Could you quote each of the entries below word for word?

#### Listing

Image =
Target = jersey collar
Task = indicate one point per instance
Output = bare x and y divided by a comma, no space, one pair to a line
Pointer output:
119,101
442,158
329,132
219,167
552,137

########

The result =
Image =
Target = jersey collar
Task = indicate one point per instance
Output = bare x and y divided by a comma, no space, one pair to a line
Pointer output:
119,101
442,158
329,132
219,167
552,137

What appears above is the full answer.